Warm upper water layers form a cap on the cold, deep waters — and the carbon dioxide — somewhat akin to a bottle cap that holds the fizz in a carbonated drink. Deepwater currents move the dissolved carbon dioxide around the planet. Thousands of years pass; glaciers grow, then start to melt.

Eventually, these “old” carbon-rich waters well up to the surface and release their carbon dioxide — a greenhouse gas that contributes to climate change — back into the atmosphere.

Where experts diverge is: Where and how quickly does this release occur at the end of an ice age?

Earlier studies suggested that it was spread out over time and place, taking centuries to millennia, and occurring in both the southern and northern hemispheres.

Spero and his colleagues tested that theory by analyzing the carbon-14 content in the fossil shells of tiny sea animals called foraminifera that were living at the end of the last ice age, about 18,000 years ago.

Spero is a leader in using foraminifera to reconstruct Earth’s paleoclimate. The fossil shells, sifted from ancient sediments drilled from beneath the ocean, contain records of the physical and chemical conditions that existed when the animals were alive. Spero previously has used foraminifera to better understand the oceans’ acid-base (pH) balance; correlate temperature shifts in the tropical Pacific Ocean with the birth and death of ice ages; and link the circulation system of the north Atlantic Ocean to salinity levels in the Caribbean Sea.

In the new study, Spero and his colleagues say, the foraminifera carbon-14 data suggest that the carbon dioxide release that preceded the current warm period on Earth was more of a big fizz than a slow leak. It lasted about 6,000 years and took place largely in the icy Southern Ocean (the waters south of 60 degrees south latitude that encircle Antarctica).

Entries from a pointing dataset
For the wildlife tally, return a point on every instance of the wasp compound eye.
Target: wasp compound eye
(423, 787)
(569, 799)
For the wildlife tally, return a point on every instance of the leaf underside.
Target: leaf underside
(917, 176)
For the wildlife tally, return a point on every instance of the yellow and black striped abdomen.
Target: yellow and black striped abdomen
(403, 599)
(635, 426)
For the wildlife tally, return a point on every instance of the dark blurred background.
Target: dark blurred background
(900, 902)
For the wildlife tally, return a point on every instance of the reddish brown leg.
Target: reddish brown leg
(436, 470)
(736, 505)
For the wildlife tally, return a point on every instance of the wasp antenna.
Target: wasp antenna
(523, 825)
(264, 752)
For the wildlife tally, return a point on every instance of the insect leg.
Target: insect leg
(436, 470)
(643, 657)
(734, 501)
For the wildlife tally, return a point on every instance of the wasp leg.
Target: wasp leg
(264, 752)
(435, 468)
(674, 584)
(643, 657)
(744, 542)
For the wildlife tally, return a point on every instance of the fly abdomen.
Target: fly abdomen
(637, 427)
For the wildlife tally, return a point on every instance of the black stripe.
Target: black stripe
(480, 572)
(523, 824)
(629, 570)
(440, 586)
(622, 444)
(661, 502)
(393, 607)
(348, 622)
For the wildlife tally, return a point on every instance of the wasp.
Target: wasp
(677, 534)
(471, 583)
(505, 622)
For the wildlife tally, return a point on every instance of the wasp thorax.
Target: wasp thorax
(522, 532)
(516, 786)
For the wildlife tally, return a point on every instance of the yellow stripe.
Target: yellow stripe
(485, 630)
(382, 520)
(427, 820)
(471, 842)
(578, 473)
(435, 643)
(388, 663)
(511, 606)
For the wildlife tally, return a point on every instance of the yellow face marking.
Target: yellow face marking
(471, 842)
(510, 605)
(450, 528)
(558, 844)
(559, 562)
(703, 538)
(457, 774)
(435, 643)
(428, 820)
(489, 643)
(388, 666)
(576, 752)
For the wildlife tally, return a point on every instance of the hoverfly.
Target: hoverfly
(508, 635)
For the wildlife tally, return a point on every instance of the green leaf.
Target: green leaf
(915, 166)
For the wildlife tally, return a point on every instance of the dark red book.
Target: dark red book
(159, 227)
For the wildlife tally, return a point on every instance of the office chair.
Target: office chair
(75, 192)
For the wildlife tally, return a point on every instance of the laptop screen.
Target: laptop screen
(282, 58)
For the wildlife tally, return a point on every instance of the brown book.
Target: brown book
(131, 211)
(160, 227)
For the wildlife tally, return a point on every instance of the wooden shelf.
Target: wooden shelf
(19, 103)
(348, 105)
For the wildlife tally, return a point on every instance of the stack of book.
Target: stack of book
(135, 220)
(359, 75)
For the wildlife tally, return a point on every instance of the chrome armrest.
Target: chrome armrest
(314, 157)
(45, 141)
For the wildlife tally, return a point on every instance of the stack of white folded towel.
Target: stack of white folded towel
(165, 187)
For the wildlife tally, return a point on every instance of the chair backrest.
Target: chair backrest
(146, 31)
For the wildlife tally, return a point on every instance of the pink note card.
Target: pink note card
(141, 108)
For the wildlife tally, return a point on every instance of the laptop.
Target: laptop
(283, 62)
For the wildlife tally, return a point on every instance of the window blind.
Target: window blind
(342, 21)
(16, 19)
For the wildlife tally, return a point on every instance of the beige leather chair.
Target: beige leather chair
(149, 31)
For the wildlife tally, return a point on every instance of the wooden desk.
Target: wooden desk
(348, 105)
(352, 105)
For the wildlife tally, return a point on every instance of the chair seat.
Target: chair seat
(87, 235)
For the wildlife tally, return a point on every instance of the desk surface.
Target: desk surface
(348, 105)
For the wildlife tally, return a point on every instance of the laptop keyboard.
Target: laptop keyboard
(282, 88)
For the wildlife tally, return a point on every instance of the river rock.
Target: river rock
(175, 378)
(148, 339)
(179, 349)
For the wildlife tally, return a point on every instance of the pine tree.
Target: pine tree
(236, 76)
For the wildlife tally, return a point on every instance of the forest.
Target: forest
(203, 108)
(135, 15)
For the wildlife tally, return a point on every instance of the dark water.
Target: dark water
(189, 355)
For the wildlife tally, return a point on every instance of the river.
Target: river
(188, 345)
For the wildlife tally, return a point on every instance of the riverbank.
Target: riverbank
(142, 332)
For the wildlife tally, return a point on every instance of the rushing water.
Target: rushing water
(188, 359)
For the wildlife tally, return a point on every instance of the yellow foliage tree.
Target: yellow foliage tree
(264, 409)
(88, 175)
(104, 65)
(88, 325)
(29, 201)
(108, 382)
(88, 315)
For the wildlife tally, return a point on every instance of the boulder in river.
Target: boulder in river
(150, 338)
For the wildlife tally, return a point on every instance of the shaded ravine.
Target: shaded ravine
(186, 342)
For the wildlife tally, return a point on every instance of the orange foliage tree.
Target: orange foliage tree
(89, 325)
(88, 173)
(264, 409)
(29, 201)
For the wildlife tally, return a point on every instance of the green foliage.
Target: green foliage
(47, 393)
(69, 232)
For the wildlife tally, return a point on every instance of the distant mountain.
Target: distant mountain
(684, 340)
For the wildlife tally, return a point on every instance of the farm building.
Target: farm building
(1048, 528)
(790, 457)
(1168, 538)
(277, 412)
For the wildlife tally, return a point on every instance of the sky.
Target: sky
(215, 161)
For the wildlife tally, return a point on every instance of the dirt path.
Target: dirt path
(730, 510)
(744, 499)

> Written request A:
Rewrite the listing from the line that has "the dirt path." through its final line, changing "dirt path" to "footpath" and keeping everything else the same.
> Written request B:
Carry on the passage about the ocean's carbon dioxide release at the end of the last ice age, starting right after its final sentence.
The passage on ocean carbon and the listing have no connection to each other.

> Response A:
For the wildlife tally, return a point on every instance of the footpath.
Target: footpath
(730, 510)
(744, 499)

> Response B:
This has important implications for understanding where and how carbon dioxide comes out of the ocean — and, especially critical, how fast it comes out.

“We now understand that the Southern Ocean was the fundamental release valve that controlled the flow of carbon dioxide from the ocean to the atmosphere at the end of the last ice age. The resulting atmospheric increase in this greenhouse gas ultimately led to the warm, comfortable climate that human civilization has enjoyed for the past 10,000 years,” Spero concluded.

The two lead authors on the paper are Kathryn Rose, who conducted her master’s degree research in Spero’s UC Davis laboratory and now is a research associate at the Woods Hole Oceanographic Institute in Woods Hole, Mass.; and Elisabeth Sikes, a Rutgers University marine scientist. Co-authors are Spero; Tessa Hill, also a UC Davis geology professor; Thomas Guilderson of Lawrence Livermore National Laboratory; Phil Shane of the University of Auckland, New Zealand; and Rainer Zahn of Autonomous University of Barcelona, Spain.
The study was funded by the National Science Foundation, Evolving Earth Foundation, Geological Society of America and the U.S. Department of Energy’s Lawrence Livermore National Laboratory.